SOURCE:
######

1: By the "as if" rule, the program only has to behave as if things happen as I describe, but if you peeked at the assembly code, the actual way things happen can be very different.
I have a third party library that is using char* (non-const) as placeholder for string values. What is the right and safe way to assign values to those datatypes? I have the following test benchmark that uses my own timer class to measure execution times:
#include "string.h"
#include <iostream>
#include <sj/timer_chrono.hpp>
using namespace std;
int main()
{
sj::timer_chrono sw;
int iterations = 1e7;
// first method gives compiler warning:
// conversion from string literal to 'char *' is deprecated [-Wdeprecated-writable-strings]
cout << "creating c-strings unsafe(?) way..." << endl;
sw.start();
for (int i = 0; i < iterations; ++i)
{
char* str = "teststring";
}
sw.stop();
cout << sw.elapsed_ns() / (double)iterations << " ns" << endl;
cout << "creating c-strings safe(?) way..." << endl;
sw.start();
for (int i = 0; i < iterations; ++i)
{
char* str = new char[strlen("teststr")];
strcpy(str, "teststring");
}
sw.stop();
cout << sw.elapsed_ns() / (double)iterations << " ns" << endl;
return 0;
}
Output:
creating c-strings unsafe(?) way...
1.9164 ns
creating c-strings safe(?) way...
31.7406 ns
While the "safe" way get's rid of the compiler warning it makes the code about 15-20 times slower according to this benchmark (1.9 nanoseconds per iteration vs 31.7 nanoseconds per iteration). What is the correct way and what are is so dangerous about that "deprecated" way?
The C++ standard is clear:
An ordinary string literal has type “array of n const char” (section 2.14.5.8 in C++11).
and
The effect of attempting to modify a string literal is undefined (section 2.14.5.12 in C++11).

######

WHAT YOU ARE ASKED TO DO:
How would you put this sentence from the string-literal thread into Spanish: "The effect of attempting to modify a string literal is undefined (section 2.14.5.12 in C++11)."

######

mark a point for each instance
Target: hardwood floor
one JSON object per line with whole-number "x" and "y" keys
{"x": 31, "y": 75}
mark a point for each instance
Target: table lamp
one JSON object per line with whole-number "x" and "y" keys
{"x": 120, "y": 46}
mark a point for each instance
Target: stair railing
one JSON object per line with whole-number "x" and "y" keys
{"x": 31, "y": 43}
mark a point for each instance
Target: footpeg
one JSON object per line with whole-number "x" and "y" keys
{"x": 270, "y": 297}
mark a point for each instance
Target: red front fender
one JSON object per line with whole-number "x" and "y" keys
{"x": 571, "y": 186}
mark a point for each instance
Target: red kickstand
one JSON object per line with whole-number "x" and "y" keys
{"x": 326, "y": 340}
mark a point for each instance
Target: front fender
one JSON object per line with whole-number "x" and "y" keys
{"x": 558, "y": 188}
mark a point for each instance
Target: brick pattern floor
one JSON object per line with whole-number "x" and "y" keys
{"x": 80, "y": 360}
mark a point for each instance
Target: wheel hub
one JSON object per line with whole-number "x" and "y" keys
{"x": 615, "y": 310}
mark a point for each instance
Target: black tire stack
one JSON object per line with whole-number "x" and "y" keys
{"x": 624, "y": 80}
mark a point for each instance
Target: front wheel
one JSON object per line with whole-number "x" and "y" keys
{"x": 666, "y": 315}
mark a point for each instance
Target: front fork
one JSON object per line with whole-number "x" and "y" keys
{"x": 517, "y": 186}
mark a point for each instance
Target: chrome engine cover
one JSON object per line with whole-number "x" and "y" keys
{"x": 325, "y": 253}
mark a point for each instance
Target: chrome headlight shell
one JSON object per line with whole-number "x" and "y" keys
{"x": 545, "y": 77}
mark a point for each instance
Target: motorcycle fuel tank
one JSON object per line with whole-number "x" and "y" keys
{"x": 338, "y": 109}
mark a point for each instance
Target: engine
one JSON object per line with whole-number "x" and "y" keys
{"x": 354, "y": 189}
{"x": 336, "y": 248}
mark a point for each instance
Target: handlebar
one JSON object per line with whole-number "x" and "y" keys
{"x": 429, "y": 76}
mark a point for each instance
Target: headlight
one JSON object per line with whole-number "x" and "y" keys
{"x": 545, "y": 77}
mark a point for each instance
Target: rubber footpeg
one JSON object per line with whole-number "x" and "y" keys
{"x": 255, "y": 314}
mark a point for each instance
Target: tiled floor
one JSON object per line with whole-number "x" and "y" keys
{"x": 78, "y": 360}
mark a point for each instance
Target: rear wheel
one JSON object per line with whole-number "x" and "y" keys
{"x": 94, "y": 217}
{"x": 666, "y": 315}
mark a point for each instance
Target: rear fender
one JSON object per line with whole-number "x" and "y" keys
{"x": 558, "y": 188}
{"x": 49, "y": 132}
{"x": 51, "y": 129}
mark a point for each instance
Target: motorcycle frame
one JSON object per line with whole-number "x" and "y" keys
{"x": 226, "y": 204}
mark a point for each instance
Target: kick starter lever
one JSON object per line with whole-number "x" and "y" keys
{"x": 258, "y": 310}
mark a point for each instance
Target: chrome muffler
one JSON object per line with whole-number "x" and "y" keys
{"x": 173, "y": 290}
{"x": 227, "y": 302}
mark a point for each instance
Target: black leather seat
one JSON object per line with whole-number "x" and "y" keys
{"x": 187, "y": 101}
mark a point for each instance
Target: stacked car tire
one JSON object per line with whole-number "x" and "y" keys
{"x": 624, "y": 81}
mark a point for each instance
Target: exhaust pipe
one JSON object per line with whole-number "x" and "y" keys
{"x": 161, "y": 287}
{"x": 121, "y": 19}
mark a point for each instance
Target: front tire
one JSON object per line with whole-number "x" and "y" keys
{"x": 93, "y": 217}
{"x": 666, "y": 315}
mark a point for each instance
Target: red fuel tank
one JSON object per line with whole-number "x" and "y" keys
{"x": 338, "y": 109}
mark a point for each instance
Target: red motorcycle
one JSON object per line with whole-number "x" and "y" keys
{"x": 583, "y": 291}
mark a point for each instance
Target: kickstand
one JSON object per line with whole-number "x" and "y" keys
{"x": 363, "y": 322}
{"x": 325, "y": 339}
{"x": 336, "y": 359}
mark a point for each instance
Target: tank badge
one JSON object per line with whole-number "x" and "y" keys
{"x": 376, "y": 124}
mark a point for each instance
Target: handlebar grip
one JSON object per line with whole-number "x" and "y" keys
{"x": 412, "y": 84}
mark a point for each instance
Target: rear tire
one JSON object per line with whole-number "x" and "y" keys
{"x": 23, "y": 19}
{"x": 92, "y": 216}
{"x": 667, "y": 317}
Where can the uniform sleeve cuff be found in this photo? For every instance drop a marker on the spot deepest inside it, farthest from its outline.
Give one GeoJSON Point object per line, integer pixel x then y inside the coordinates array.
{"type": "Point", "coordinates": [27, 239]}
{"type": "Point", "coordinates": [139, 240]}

######

THE RESULT:
El efecto de intentar modificar un literal de cadena no está definido (sección 2.14.5.12 en C++11).